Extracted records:
● ● ● ● ● ● ●

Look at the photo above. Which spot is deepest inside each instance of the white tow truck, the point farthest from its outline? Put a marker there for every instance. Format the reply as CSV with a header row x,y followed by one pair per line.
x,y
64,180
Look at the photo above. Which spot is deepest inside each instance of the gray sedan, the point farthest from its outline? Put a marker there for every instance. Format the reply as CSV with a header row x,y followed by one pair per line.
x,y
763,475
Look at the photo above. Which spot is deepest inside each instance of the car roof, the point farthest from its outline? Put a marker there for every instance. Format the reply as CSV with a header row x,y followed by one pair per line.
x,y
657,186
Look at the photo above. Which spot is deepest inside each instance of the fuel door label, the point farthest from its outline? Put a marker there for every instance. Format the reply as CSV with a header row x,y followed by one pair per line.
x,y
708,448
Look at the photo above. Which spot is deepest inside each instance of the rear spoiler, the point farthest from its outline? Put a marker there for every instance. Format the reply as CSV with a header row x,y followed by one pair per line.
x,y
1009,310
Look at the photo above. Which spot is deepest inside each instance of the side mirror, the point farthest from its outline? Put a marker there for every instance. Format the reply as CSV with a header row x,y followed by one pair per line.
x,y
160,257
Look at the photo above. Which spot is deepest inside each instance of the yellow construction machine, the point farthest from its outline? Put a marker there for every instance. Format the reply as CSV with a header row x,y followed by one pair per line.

● ● ● ● ● ● ●

# [Written instruction]
Scale every item above by writing out all its lines again, requests included. Multiply each x,y coordinate in the answers by 1.3 and round to a whole number, with halves rounded up.

# [Exercise solution]
Look at the photo above. Which spot is deepest inside each instance of the white tow truck, the point farthest from its outline? Put a marker there for every instance. Format the reply as CSV with a header row x,y followed by one pair per line.
x,y
83,234
Look at the photo above. Which spot is deepest inside each instance of the gray sedan, the point farthest from its outline? Put a marker there for every instance. Format the reply as CSV with a header row x,y followed by one pair per line.
x,y
992,618
Look at the photo above. Which spot is deepest inside each instance of the car roof, the point farthest from its outline? Put a marker there for every instance. Format the reply as CSV with a header row x,y followed by one pair per line.
x,y
854,242
Look at the photo above. Which spot is deepest inside each instance of the fuel door label, the point farthest from its outline? Put a marker there for every instance. Format the reply as CSV with a header row x,y followed by one pair per line.
x,y
920,582
Look at the photo above. Which spot is deepest inside each instance of the rear spoiler, the point farthest from its outline? Put a marker there for every instance. Format the reply as CSV with a header row x,y followed by one pair per line.
x,y
1312,403
Look at the photo above. Which spot is deepest inside each instance of the side mirror, the point farthest from its outline? Put a marker there for every instance. Format the reply as CSV with a header row x,y followed by one pair per line.
x,y
208,334
Look at the photo above. Which spot is deepest inside each instance of the yellow construction machine, the point farthest from its outline? Put a marker there for every instance. Format the reply as CSV with a header row x,y followed by one pair per line.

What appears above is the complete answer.